## Goal of the exercise
Exact wording is needed for every line from the one holding "in: indicate the green blurred" to the end of the records below; write those lines out and omit the pictures.

══════════

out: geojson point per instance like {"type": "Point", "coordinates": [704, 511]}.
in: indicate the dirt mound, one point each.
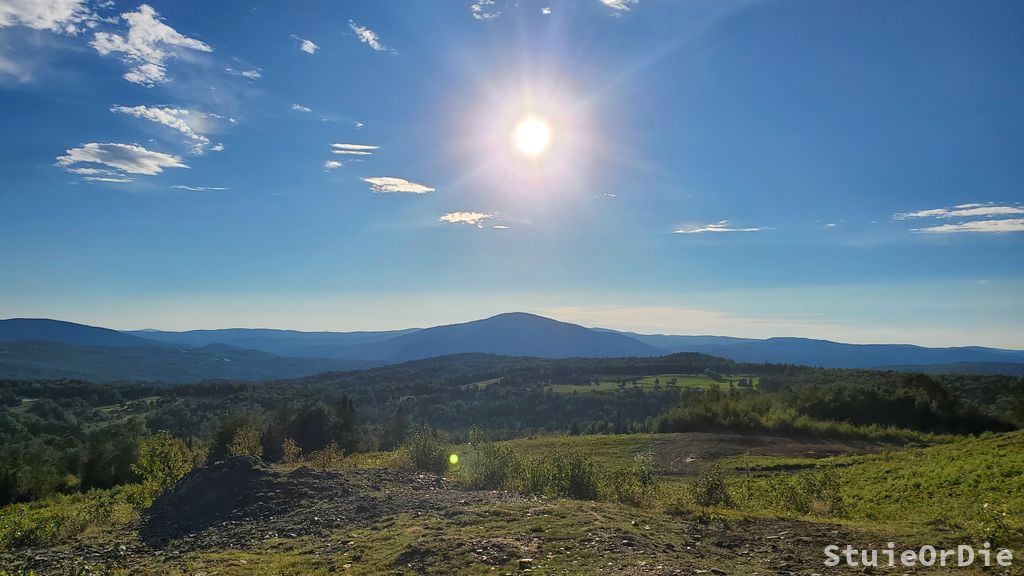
{"type": "Point", "coordinates": [240, 500]}
{"type": "Point", "coordinates": [238, 489]}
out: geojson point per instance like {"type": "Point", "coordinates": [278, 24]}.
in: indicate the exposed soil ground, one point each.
{"type": "Point", "coordinates": [241, 517]}
{"type": "Point", "coordinates": [687, 453]}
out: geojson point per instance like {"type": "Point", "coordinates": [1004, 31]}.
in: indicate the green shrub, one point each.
{"type": "Point", "coordinates": [816, 492]}
{"type": "Point", "coordinates": [330, 457]}
{"type": "Point", "coordinates": [163, 459]}
{"type": "Point", "coordinates": [246, 442]}
{"type": "Point", "coordinates": [493, 466]}
{"type": "Point", "coordinates": [709, 489]}
{"type": "Point", "coordinates": [59, 518]}
{"type": "Point", "coordinates": [427, 451]}
{"type": "Point", "coordinates": [635, 485]}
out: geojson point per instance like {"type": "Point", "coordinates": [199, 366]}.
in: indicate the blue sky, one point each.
{"type": "Point", "coordinates": [847, 170]}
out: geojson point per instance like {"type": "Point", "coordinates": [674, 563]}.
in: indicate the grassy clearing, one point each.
{"type": "Point", "coordinates": [935, 495]}
{"type": "Point", "coordinates": [60, 518]}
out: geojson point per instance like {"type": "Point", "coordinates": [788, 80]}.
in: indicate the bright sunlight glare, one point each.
{"type": "Point", "coordinates": [531, 136]}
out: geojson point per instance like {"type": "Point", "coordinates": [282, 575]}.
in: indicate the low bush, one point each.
{"type": "Point", "coordinates": [427, 451]}
{"type": "Point", "coordinates": [329, 457]}
{"type": "Point", "coordinates": [815, 492]}
{"type": "Point", "coordinates": [58, 518]}
{"type": "Point", "coordinates": [493, 466]}
{"type": "Point", "coordinates": [710, 490]}
{"type": "Point", "coordinates": [635, 485]}
{"type": "Point", "coordinates": [163, 459]}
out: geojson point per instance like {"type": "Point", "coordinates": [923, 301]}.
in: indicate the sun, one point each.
{"type": "Point", "coordinates": [532, 135]}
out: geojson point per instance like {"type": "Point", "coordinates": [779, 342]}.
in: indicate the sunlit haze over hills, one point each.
{"type": "Point", "coordinates": [848, 171]}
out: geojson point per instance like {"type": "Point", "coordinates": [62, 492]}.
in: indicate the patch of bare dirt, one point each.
{"type": "Point", "coordinates": [689, 452]}
{"type": "Point", "coordinates": [232, 503]}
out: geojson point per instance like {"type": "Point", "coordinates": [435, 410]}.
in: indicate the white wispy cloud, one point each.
{"type": "Point", "coordinates": [484, 10]}
{"type": "Point", "coordinates": [171, 117]}
{"type": "Point", "coordinates": [145, 46]}
{"type": "Point", "coordinates": [620, 5]}
{"type": "Point", "coordinates": [199, 188]}
{"type": "Point", "coordinates": [67, 16]}
{"type": "Point", "coordinates": [989, 227]}
{"type": "Point", "coordinates": [473, 218]}
{"type": "Point", "coordinates": [121, 158]}
{"type": "Point", "coordinates": [721, 225]}
{"type": "Point", "coordinates": [367, 36]}
{"type": "Point", "coordinates": [353, 150]}
{"type": "Point", "coordinates": [307, 46]}
{"type": "Point", "coordinates": [251, 74]}
{"type": "Point", "coordinates": [964, 211]}
{"type": "Point", "coordinates": [389, 184]}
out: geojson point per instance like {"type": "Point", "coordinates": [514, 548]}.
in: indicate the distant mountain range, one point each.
{"type": "Point", "coordinates": [41, 347]}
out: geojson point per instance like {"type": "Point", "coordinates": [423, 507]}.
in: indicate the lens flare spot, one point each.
{"type": "Point", "coordinates": [532, 135]}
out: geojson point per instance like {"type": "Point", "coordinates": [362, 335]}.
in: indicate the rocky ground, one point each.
{"type": "Point", "coordinates": [241, 517]}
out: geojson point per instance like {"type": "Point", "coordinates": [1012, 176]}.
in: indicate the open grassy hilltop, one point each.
{"type": "Point", "coordinates": [675, 503]}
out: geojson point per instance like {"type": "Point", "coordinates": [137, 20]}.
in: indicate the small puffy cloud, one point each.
{"type": "Point", "coordinates": [484, 10]}
{"type": "Point", "coordinates": [307, 46]}
{"type": "Point", "coordinates": [620, 5]}
{"type": "Point", "coordinates": [988, 227]}
{"type": "Point", "coordinates": [367, 36]}
{"type": "Point", "coordinates": [171, 117]}
{"type": "Point", "coordinates": [388, 184]}
{"type": "Point", "coordinates": [721, 225]}
{"type": "Point", "coordinates": [146, 45]}
{"type": "Point", "coordinates": [198, 188]}
{"type": "Point", "coordinates": [964, 211]}
{"type": "Point", "coordinates": [353, 150]}
{"type": "Point", "coordinates": [252, 74]}
{"type": "Point", "coordinates": [473, 218]}
{"type": "Point", "coordinates": [56, 15]}
{"type": "Point", "coordinates": [121, 158]}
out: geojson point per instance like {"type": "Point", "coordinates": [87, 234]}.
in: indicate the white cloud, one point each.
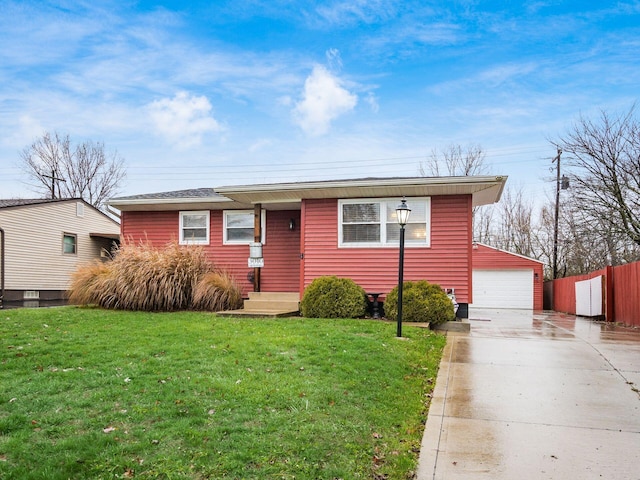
{"type": "Point", "coordinates": [323, 101]}
{"type": "Point", "coordinates": [183, 119]}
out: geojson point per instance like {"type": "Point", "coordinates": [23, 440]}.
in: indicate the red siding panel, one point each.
{"type": "Point", "coordinates": [446, 262]}
{"type": "Point", "coordinates": [488, 258]}
{"type": "Point", "coordinates": [157, 228]}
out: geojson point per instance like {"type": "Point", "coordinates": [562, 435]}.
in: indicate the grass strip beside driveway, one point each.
{"type": "Point", "coordinates": [89, 393]}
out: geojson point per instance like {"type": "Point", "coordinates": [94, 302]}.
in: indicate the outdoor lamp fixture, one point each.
{"type": "Point", "coordinates": [402, 214]}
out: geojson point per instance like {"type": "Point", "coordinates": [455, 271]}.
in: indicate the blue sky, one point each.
{"type": "Point", "coordinates": [202, 94]}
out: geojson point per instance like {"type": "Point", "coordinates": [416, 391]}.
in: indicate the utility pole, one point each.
{"type": "Point", "coordinates": [555, 227]}
{"type": "Point", "coordinates": [54, 179]}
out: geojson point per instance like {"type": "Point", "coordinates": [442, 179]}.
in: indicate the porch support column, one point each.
{"type": "Point", "coordinates": [257, 237]}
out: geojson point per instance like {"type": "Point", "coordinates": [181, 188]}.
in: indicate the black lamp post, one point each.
{"type": "Point", "coordinates": [402, 213]}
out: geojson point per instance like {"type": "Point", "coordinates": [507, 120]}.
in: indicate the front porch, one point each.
{"type": "Point", "coordinates": [267, 305]}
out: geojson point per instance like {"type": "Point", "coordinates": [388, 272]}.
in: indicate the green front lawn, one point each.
{"type": "Point", "coordinates": [89, 393]}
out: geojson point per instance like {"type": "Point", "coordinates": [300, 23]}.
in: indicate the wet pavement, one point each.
{"type": "Point", "coordinates": [535, 396]}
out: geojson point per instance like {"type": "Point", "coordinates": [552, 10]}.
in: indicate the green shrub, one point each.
{"type": "Point", "coordinates": [422, 302]}
{"type": "Point", "coordinates": [333, 297]}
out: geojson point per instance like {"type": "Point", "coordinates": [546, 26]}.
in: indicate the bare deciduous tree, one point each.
{"type": "Point", "coordinates": [458, 161]}
{"type": "Point", "coordinates": [455, 161]}
{"type": "Point", "coordinates": [60, 170]}
{"type": "Point", "coordinates": [605, 158]}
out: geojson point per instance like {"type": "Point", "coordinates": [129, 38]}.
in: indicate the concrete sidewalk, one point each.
{"type": "Point", "coordinates": [535, 396]}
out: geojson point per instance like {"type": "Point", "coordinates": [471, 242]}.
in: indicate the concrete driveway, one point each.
{"type": "Point", "coordinates": [535, 396]}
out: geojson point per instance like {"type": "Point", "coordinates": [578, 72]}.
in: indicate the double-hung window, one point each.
{"type": "Point", "coordinates": [69, 243]}
{"type": "Point", "coordinates": [239, 227]}
{"type": "Point", "coordinates": [194, 228]}
{"type": "Point", "coordinates": [373, 222]}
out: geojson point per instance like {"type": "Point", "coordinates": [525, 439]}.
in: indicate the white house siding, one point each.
{"type": "Point", "coordinates": [33, 243]}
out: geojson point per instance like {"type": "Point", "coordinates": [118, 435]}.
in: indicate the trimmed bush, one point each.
{"type": "Point", "coordinates": [422, 302]}
{"type": "Point", "coordinates": [142, 277]}
{"type": "Point", "coordinates": [333, 297]}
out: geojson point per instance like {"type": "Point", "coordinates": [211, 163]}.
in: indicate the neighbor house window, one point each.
{"type": "Point", "coordinates": [373, 223]}
{"type": "Point", "coordinates": [238, 227]}
{"type": "Point", "coordinates": [194, 228]}
{"type": "Point", "coordinates": [69, 241]}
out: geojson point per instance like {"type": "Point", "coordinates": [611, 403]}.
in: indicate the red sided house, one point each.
{"type": "Point", "coordinates": [346, 228]}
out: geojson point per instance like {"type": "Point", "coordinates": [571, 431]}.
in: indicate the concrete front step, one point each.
{"type": "Point", "coordinates": [268, 304]}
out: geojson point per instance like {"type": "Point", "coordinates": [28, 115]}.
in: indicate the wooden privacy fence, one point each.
{"type": "Point", "coordinates": [620, 293]}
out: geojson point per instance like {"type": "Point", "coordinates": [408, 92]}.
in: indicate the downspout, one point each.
{"type": "Point", "coordinates": [257, 237]}
{"type": "Point", "coordinates": [1, 268]}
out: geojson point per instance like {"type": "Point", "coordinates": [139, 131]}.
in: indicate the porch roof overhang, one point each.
{"type": "Point", "coordinates": [194, 199]}
{"type": "Point", "coordinates": [483, 189]}
{"type": "Point", "coordinates": [288, 196]}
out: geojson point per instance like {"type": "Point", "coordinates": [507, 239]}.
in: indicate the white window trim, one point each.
{"type": "Point", "coordinates": [263, 227]}
{"type": "Point", "coordinates": [75, 243]}
{"type": "Point", "coordinates": [383, 222]}
{"type": "Point", "coordinates": [187, 241]}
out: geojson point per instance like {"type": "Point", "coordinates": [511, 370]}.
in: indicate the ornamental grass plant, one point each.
{"type": "Point", "coordinates": [146, 278]}
{"type": "Point", "coordinates": [88, 394]}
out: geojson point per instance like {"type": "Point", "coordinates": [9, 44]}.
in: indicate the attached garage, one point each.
{"type": "Point", "coordinates": [503, 288]}
{"type": "Point", "coordinates": [502, 279]}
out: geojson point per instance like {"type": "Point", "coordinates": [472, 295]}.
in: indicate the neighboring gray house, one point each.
{"type": "Point", "coordinates": [46, 240]}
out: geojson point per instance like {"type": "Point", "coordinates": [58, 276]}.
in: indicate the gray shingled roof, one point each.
{"type": "Point", "coordinates": [191, 193]}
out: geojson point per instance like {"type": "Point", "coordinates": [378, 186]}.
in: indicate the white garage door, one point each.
{"type": "Point", "coordinates": [503, 288]}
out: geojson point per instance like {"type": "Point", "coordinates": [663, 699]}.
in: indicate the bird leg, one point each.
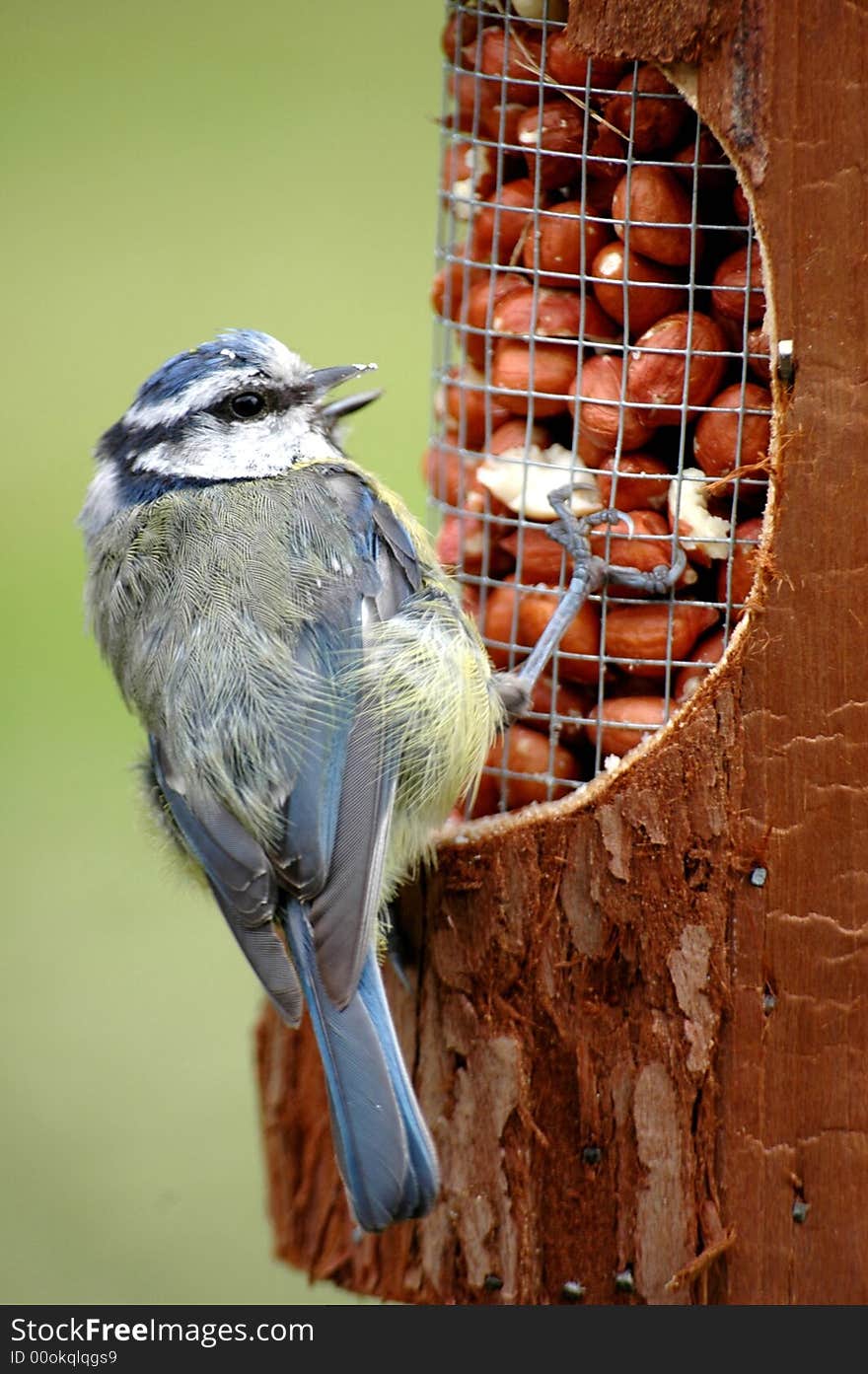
{"type": "Point", "coordinates": [590, 574]}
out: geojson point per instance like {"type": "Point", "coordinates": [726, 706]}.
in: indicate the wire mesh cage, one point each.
{"type": "Point", "coordinates": [601, 322]}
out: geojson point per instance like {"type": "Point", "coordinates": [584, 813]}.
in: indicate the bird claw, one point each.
{"type": "Point", "coordinates": [571, 532]}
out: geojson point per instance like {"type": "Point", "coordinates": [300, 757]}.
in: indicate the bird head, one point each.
{"type": "Point", "coordinates": [241, 405]}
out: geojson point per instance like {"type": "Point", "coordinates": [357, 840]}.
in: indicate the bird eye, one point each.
{"type": "Point", "coordinates": [246, 405]}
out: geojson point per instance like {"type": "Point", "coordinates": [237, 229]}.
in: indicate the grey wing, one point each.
{"type": "Point", "coordinates": [339, 810]}
{"type": "Point", "coordinates": [242, 880]}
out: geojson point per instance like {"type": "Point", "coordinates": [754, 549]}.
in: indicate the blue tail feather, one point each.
{"type": "Point", "coordinates": [384, 1149]}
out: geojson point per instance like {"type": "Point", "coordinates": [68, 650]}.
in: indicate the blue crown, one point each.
{"type": "Point", "coordinates": [231, 349]}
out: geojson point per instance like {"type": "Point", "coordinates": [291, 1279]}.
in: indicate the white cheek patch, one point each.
{"type": "Point", "coordinates": [101, 502]}
{"type": "Point", "coordinates": [216, 451]}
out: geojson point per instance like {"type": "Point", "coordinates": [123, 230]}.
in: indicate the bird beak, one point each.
{"type": "Point", "coordinates": [326, 378]}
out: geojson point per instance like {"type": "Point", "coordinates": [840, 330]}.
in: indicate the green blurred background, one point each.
{"type": "Point", "coordinates": [171, 170]}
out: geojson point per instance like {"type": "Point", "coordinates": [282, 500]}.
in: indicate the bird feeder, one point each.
{"type": "Point", "coordinates": [637, 1017]}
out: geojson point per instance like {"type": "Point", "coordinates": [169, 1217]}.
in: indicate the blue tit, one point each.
{"type": "Point", "coordinates": [315, 701]}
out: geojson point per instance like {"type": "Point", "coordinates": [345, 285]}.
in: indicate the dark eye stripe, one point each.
{"type": "Point", "coordinates": [248, 405]}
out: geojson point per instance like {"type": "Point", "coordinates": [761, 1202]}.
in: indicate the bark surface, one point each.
{"type": "Point", "coordinates": [646, 1073]}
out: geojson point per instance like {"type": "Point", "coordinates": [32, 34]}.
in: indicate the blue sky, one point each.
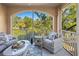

══════════

## Response
in: indicate the green blurred background, one point each.
{"type": "Point", "coordinates": [171, 170]}
out: geojson point per instance like {"type": "Point", "coordinates": [282, 500]}.
in: indicate the bird feeder, one point each.
{"type": "Point", "coordinates": [637, 1017]}
out: geojson point per instance like {"type": "Point", "coordinates": [169, 1217]}.
in: indicate the blue tit, one point each.
{"type": "Point", "coordinates": [315, 701]}
out: geojson point per instance like {"type": "Point", "coordinates": [345, 285]}.
in: indicate the dark eye stripe, one point each.
{"type": "Point", "coordinates": [248, 405]}
out: geojson point per instance like {"type": "Point", "coordinates": [761, 1202]}.
in: indicate the bark surface, one point each.
{"type": "Point", "coordinates": [646, 1073]}
out: geojson point per instance like {"type": "Point", "coordinates": [32, 34]}.
in: indicate the blue sky, one point each.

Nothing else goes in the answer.